[Start of DATA PROVIDED]
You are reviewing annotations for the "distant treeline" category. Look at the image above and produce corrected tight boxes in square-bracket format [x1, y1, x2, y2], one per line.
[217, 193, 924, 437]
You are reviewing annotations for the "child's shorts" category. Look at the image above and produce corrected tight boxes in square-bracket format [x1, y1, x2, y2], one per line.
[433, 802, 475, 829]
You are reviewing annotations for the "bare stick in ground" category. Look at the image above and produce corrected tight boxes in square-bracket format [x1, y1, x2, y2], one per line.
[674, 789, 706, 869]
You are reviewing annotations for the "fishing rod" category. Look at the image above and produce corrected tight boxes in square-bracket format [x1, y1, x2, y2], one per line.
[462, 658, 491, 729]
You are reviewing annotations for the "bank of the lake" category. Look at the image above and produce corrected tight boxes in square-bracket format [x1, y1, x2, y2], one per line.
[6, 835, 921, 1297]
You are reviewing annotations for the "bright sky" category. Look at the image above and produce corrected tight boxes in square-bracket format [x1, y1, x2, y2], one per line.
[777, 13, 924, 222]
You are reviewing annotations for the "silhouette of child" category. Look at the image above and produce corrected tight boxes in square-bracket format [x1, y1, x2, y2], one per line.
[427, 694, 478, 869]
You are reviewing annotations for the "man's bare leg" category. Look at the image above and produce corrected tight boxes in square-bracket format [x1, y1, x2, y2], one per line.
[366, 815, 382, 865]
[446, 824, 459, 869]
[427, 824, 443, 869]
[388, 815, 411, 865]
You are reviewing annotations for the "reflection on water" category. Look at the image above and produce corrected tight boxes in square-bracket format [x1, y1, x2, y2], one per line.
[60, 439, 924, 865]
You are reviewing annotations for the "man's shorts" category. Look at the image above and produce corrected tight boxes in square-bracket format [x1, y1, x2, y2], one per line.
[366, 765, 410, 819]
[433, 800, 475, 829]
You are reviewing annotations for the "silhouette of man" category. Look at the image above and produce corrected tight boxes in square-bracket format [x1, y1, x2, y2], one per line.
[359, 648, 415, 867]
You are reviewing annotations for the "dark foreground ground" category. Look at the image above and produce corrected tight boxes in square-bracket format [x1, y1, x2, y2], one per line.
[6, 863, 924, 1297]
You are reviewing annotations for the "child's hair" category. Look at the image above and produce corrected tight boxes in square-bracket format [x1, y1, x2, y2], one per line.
[End of DATA PROVIDED]
- **WHAT YOU HAVE TO DO**:
Extract every line of the data above that contains the word "child".

- **TASK SOLUTION**:
You are reviewing annotations for the "child's shorts" category. Look at the image above and produce corrected tight boxes in square-bracket format [x1, y1, x2, y2], one per line.
You are reviewing annotations for the "silhouette of child" category. Look at the image above and produce corrected tight boxes in square-bracket format [x1, y1, x2, y2], one per line.
You are reviewing annotations for the "child's hair" category. Look at the image above and produce corrected tight boxes in square-bracket format [x1, y1, x2, y2], one per line.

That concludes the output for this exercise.